Fragments to your magnet

Text by Adolfo Montejo Navas, translated by Nigel Greenwood. Originally published in Lapiz 281/282 2013-2014.

In the biennalised environment of the official artistic events, where the presentation of art is subject to ceremonial conceptualisations and patterns, a proposal like Magnet River, framed in the Curitiba Biennial, celebrated for twenty years in the Brazilian state of Parana, places our perception on alert as everyone knows, the selection of loose works is more and more common; disperse artists and eclectic geographical panoramas to compose these events, although later they pretend to use a type of a storyline to cement it all together. Deep down, the biennials are usually a species of trade fair.

In the case of Magnet River, we have seen another type of experience: a small collective exhibition armed and curated by artists, governed by a conceptual magnet. The different artists united by Juli Susin,1 among which we find “Andy Hope 1930”, Jonathan Meese, Andre Butzer and Véronique Bourgoin, have built an aesthetic archipelago where what joins them is that what separates them, in such way that the exhibition is presented as a sortilege of frontier objects,2 nearly unfinished forms and coded images of a larger diversity than any common denominator that could relate them.3

In spite of this apparent absence of a clear axis, the exhibition has some sotto voce cardinal points, a submerged beam of senses. The title is the first, as it refers to the theme par excellence: time, and even the works united here are nothing else than part of magnetic translation, the material and immaterial alluviums that the affluent drag towards a determined course, that, as Lezama Lima said, are “fragments to your magnet”. The always-elusive substance of time shows here dissimilar effects, as it should be, in concordance with its well-known relativity.4 Recurring to the mimesis of the clock is not necessary – here invoked with two explicit images, and metamorphosed into others – , because there are other resources and artefacts to try measuring or capturing the temporal passage.

(Pointing dataset excerpts)
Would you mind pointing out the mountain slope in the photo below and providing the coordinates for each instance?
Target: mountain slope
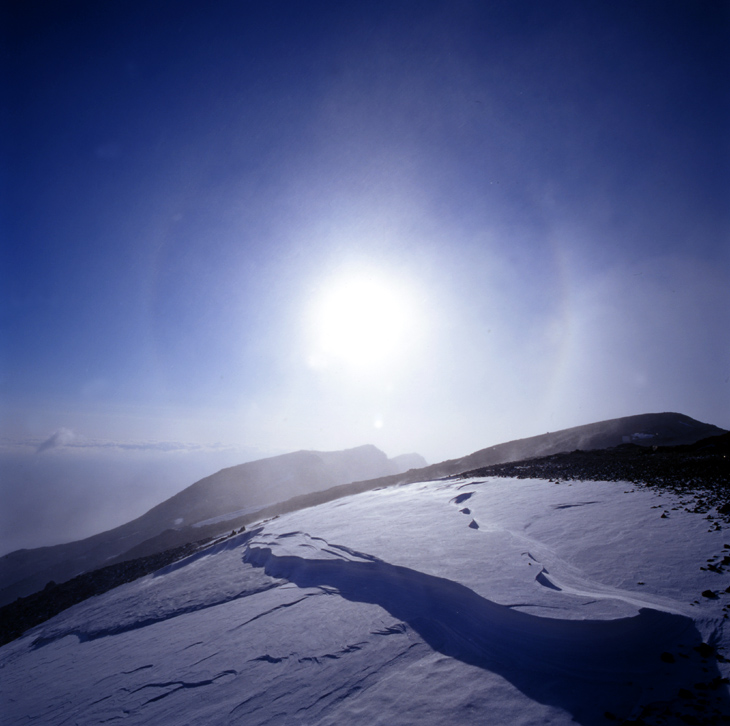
(246, 487)
(243, 494)
(460, 602)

Exercise requirements:
(1) Reproduce the part of the Magnet River essay that opens with the words containing "Text by Adolfo" and closes with "of trade fair.".
(2) According to the Magnet River essay, in which Brazilian state is the Curitiba Biennial held?
These lines have no connection to the Magnet River essay.

Solved problems:
(1)
Text by Adolfo Montejo Navas, translated by Nigel Greenwood. Originally published in Lapiz 281/282 2013-2014.

In the biennalised environment of the official artistic events, where the presentation of art is subject to ceremonial conceptualisations and patterns, a proposal like Magnet River, framed in the Curitiba Biennial, celebrated for twenty years in the Brazilian state of Parana, places our perception on alert as everyone knows, the selection of loose works is more and more common; disperse artists and eclectic geographical panoramas to compose these events, although later they pretend to use a type of a storyline to cement it all together. Deep down, the biennials are usually a species of trade fair.

(2) Parana